#### Records shown
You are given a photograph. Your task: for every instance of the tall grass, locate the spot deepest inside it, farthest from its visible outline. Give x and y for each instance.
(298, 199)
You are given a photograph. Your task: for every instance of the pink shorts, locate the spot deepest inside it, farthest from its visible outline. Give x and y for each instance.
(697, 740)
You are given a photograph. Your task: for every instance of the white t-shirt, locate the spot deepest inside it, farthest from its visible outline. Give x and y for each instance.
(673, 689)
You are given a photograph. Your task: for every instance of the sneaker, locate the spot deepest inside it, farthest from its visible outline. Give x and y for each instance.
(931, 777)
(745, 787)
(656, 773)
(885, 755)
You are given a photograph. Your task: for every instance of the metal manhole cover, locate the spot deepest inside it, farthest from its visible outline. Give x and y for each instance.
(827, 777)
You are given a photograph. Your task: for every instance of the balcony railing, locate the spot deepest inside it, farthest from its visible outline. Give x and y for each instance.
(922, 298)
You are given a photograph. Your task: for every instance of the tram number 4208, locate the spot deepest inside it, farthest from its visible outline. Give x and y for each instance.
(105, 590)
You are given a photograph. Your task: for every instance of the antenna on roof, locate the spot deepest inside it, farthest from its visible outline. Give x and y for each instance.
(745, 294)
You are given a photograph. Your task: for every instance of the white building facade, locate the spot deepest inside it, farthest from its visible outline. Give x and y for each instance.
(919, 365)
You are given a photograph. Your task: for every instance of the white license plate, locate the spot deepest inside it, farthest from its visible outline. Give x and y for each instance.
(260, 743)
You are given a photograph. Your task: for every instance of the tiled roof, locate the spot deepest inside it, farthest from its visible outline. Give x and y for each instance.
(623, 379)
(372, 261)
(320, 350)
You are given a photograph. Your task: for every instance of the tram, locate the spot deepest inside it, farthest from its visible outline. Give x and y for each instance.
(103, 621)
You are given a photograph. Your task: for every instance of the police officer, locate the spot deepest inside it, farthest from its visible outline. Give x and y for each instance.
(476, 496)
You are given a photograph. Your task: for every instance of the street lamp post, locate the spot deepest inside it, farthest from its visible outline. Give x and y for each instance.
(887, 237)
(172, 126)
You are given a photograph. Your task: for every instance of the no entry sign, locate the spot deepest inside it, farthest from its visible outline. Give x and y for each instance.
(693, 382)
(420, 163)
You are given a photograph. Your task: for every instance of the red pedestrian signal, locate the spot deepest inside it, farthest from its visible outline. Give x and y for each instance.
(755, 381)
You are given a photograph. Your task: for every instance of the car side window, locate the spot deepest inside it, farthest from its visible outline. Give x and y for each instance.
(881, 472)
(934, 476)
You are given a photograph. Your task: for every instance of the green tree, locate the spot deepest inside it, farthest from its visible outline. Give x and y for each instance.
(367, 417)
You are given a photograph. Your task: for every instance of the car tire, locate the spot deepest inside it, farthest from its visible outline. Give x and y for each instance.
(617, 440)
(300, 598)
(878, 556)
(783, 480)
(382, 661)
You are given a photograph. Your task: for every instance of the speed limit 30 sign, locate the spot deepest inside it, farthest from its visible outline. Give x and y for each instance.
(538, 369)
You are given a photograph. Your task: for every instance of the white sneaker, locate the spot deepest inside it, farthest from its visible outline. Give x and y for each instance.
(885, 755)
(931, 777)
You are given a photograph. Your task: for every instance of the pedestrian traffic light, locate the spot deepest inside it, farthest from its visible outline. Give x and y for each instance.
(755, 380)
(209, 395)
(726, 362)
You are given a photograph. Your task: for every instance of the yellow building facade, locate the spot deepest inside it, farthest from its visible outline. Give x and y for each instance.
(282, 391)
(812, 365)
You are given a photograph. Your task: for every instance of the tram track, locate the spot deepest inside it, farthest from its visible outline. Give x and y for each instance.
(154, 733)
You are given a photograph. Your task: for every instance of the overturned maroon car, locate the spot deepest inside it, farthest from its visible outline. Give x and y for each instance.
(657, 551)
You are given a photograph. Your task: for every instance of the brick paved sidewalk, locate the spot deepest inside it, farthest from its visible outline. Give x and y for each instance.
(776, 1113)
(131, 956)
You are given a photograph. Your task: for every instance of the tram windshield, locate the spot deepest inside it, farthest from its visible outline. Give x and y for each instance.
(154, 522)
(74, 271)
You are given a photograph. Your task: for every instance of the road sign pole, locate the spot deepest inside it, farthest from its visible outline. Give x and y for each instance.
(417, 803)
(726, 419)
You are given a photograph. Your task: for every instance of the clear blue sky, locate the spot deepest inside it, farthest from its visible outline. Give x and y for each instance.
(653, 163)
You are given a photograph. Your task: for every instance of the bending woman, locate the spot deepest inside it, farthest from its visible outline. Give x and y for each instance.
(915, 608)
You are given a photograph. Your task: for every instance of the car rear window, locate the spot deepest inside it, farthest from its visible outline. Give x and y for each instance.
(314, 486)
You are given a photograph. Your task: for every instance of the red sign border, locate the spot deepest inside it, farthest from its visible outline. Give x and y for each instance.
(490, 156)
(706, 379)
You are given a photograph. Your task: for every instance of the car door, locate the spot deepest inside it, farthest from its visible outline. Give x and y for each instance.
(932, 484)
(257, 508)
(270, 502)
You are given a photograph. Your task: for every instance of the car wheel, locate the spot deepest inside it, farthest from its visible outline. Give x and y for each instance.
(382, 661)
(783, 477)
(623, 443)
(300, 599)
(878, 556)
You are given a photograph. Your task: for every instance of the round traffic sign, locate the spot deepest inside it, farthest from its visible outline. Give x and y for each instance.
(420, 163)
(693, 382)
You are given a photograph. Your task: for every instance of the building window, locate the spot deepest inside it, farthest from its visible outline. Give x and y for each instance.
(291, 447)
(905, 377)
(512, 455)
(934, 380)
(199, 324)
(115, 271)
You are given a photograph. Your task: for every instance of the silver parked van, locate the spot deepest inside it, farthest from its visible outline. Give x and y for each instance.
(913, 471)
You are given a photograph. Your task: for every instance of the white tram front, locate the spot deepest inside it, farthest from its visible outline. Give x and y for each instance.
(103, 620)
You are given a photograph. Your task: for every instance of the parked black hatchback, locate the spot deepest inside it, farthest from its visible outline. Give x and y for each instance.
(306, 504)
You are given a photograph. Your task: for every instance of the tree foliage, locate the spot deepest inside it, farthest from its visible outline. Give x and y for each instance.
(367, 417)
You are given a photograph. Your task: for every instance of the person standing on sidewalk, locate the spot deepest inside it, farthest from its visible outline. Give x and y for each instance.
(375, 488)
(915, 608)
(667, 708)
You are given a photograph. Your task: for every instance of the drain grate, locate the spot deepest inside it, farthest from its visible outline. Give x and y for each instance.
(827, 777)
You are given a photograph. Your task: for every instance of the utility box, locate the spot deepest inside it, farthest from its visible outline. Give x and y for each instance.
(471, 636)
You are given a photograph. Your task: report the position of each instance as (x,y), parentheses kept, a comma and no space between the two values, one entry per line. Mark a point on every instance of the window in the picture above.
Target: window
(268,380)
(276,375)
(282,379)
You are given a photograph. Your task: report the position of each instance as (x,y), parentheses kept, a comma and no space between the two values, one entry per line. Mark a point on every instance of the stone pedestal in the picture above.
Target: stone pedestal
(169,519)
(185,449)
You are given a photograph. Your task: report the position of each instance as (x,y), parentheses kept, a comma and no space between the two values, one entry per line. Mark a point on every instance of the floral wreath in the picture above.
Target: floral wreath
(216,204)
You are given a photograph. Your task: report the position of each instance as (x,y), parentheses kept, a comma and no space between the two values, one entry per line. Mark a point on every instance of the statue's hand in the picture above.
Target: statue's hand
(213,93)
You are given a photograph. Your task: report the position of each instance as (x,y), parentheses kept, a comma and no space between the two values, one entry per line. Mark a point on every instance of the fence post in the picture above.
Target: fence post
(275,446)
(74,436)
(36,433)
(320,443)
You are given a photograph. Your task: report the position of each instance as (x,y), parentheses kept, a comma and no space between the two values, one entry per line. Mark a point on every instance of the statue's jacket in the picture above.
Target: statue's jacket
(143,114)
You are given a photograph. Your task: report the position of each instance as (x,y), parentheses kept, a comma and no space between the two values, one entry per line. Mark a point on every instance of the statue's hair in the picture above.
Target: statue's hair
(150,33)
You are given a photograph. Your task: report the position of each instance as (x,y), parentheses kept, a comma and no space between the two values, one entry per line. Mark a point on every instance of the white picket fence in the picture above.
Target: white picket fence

#### Instructions for the task
Looking at the material above, count the lines containing the string "picket" and reply with the count alone.

#### Exercise result
2